Rows from the dataset
★ ★ ★ ★ ★ ★ ★

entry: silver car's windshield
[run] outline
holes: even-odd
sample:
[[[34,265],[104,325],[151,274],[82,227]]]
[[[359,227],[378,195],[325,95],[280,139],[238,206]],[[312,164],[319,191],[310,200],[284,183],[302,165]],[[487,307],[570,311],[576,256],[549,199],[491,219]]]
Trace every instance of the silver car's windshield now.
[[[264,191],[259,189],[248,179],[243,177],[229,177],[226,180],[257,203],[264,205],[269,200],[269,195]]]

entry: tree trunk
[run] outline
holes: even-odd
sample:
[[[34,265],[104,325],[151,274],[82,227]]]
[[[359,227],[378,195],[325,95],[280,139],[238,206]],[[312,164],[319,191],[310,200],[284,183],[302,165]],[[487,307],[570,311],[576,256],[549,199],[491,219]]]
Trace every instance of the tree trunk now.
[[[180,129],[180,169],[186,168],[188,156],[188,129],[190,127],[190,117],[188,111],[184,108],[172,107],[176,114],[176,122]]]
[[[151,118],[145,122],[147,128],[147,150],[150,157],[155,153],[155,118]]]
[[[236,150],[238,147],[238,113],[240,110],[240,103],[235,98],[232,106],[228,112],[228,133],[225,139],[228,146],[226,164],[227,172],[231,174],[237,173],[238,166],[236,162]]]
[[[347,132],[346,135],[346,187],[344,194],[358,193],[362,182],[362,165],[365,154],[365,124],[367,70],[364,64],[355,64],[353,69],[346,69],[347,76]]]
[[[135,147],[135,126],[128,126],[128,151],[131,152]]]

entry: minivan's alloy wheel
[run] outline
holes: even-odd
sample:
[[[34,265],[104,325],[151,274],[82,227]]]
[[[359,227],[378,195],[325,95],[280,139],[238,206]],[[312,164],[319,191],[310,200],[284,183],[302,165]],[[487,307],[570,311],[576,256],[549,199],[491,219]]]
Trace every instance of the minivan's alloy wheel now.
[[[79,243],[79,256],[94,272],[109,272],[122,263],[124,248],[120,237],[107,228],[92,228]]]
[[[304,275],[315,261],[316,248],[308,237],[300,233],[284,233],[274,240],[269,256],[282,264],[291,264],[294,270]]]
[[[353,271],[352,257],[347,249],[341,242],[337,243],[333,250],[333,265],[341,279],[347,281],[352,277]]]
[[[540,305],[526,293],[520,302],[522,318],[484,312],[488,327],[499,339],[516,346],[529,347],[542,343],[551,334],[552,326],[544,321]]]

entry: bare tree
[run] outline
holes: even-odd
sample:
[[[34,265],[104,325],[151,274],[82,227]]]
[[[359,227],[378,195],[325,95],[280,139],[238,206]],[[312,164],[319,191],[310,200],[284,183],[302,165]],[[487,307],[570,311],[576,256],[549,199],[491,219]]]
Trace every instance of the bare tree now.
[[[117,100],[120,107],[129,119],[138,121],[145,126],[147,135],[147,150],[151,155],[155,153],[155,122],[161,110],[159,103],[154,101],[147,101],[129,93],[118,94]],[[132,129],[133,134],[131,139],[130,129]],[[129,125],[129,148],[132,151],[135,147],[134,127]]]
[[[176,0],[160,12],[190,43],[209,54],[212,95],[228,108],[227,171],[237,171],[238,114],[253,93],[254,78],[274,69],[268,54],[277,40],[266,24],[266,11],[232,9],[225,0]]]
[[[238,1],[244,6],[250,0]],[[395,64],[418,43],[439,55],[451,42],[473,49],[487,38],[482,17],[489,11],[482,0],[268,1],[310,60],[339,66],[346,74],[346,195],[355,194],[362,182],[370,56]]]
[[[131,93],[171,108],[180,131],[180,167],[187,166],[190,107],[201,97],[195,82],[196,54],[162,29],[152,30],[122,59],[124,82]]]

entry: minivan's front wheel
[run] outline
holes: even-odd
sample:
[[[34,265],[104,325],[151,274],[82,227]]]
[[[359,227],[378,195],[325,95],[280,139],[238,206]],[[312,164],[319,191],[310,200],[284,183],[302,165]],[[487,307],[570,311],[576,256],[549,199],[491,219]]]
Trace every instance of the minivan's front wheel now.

★ ★ ★ ★ ★ ★ ★

**Aim**.
Can you render all of the lines above as a JSON list of strings, with one string per line and the blank lines left out?

**Final result**.
[
  "entry: silver car's windshield",
  "[run] outline",
  "holes: even-odd",
  "sample:",
  "[[[34,265],[104,325],[151,274],[82,227]]]",
  "[[[359,227],[378,195],[325,95],[280,139],[238,206]],[[312,164],[319,191],[310,200],[284,183],[302,165]],[[487,307],[570,311],[576,256],[549,199],[491,219]]]",
  "Trace every instance of the silver car's windshield now.",
  "[[[264,191],[259,189],[248,179],[243,177],[229,177],[226,180],[257,203],[264,205],[269,200],[269,195]]]",
  "entry: tree trunk",
  "[run] outline",
  "holes: even-odd",
  "sample:",
  "[[[34,265],[104,325],[151,274],[82,227]]]",
  "[[[359,227],[378,195],[325,95],[280,139],[238,206]],[[312,164],[319,191],[310,200],[284,183],[302,165]],[[487,307],[570,311],[576,256],[549,199],[491,219]]]",
  "Trace every instance of the tree trunk now.",
  "[[[180,129],[180,169],[186,168],[188,156],[188,129],[190,127],[190,117],[188,111],[184,108],[172,107],[176,114],[176,122]]]",
  "[[[151,118],[145,122],[147,128],[147,150],[150,157],[155,153],[155,118]]]",
  "[[[236,150],[238,147],[238,113],[240,110],[240,103],[235,98],[232,106],[228,112],[228,133],[225,139],[228,146],[226,164],[227,172],[231,174],[237,173],[238,166],[236,162]]]",
  "[[[347,132],[346,135],[346,187],[344,194],[358,193],[362,182],[362,165],[365,154],[365,124],[367,70],[364,64],[355,64],[353,69],[346,69],[347,76]]]",
  "[[[135,147],[135,126],[128,126],[128,151],[131,152]]]",
  "entry: minivan's alloy wheel",
  "[run] outline",
  "holes: even-odd",
  "sample:",
  "[[[34,265],[104,325],[151,274],[82,227]]]",
  "[[[359,227],[378,195],[325,95],[280,139],[238,206]],[[312,164],[319,191],[310,200],[284,183],[302,165]],[[487,307],[570,311],[576,256],[549,199],[491,219]]]",
  "Trace every instance of the minivan's alloy wheel now.",
  "[[[79,243],[79,256],[94,272],[109,272],[122,263],[124,248],[120,237],[107,228],[92,228]]]",
  "[[[304,275],[315,261],[316,248],[308,237],[300,233],[284,233],[274,240],[269,256],[282,264],[291,264],[294,270]]]",
  "[[[353,271],[352,257],[347,249],[341,242],[337,243],[333,250],[333,265],[341,279],[347,281],[352,277]]]",
  "[[[540,305],[526,293],[520,302],[522,318],[484,312],[488,327],[499,339],[516,346],[529,347],[542,343],[551,334],[552,326],[544,321]]]",
  "entry: bare tree",
  "[run] outline",
  "holes: even-odd",
  "sample:",
  "[[[34,265],[104,325],[151,274],[82,227]]]",
  "[[[359,227],[378,195],[325,95],[280,139],[238,206]],[[312,164],[319,191],[310,200],[284,183],[302,165]],[[487,307],[570,311],[576,256],[549,199],[491,219]]]",
  "Trace every instance of the bare tree now.",
  "[[[117,100],[120,107],[129,119],[138,121],[145,126],[147,135],[147,150],[151,155],[155,153],[155,122],[161,110],[159,103],[154,101],[147,101],[129,93],[118,94]],[[132,129],[133,134],[131,139],[130,129]],[[129,125],[129,148],[132,151],[135,147],[134,127]]]",
  "[[[176,0],[160,12],[190,43],[209,54],[212,95],[228,108],[227,171],[237,171],[238,114],[253,93],[254,78],[274,69],[268,54],[277,40],[266,24],[266,11],[232,9],[225,0]]]",
  "[[[238,1],[244,6],[250,0]],[[395,64],[418,43],[439,55],[451,42],[473,49],[487,38],[482,17],[489,11],[482,0],[268,1],[310,60],[339,66],[346,74],[346,195],[355,194],[362,182],[370,56]]]",
  "[[[131,93],[171,108],[180,131],[180,167],[187,166],[190,107],[201,97],[195,82],[196,54],[162,29],[152,30],[122,59],[124,82]]]",
  "entry: minivan's front wheel",
  "[run] outline",
  "holes: even-odd",
  "sample:",
  "[[[34,265],[104,325],[151,274],[82,227]]]",
  "[[[359,227],[378,195],[325,95],[280,139],[238,206]],[[312,164],[319,191],[310,200],[284,183],[302,165]],[[487,307],[570,311],[576,256],[549,199],[491,219]]]",
  "Trace every instance of the minivan's front wheel now."
]